----- Record excerpts -----

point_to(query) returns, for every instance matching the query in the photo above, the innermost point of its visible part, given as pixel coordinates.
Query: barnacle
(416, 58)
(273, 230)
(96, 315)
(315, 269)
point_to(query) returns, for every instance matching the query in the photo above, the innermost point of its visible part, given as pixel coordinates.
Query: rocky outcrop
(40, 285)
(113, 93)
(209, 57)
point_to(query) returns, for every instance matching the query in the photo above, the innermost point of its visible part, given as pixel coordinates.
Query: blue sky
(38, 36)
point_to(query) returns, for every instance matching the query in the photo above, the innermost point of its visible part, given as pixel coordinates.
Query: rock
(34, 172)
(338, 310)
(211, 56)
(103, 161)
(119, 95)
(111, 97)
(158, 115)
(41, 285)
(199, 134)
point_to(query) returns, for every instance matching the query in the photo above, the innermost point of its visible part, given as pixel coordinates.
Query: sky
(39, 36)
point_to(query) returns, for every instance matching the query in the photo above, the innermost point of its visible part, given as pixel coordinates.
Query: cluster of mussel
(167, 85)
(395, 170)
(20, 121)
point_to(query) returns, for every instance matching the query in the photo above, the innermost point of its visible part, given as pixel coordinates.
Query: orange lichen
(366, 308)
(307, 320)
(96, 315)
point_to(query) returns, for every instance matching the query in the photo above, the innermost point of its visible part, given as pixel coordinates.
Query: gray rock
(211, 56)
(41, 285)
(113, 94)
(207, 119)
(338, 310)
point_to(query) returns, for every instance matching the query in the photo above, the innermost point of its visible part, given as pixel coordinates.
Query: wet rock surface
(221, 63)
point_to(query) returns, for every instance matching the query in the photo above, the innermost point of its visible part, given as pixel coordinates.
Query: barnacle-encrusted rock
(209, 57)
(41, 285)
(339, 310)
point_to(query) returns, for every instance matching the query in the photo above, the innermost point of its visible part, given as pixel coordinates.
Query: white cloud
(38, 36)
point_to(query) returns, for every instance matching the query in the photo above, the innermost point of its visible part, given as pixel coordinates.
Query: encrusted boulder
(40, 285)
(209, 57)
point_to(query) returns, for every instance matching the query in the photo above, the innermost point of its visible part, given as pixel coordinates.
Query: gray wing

-----

» **Instructions for the task**
Which lines above contain the word "encrusted"? Gather each of them and copy it in full.

» **Answer to the problem**
Query: barnacle-encrusted rock
Query: encrusted boulder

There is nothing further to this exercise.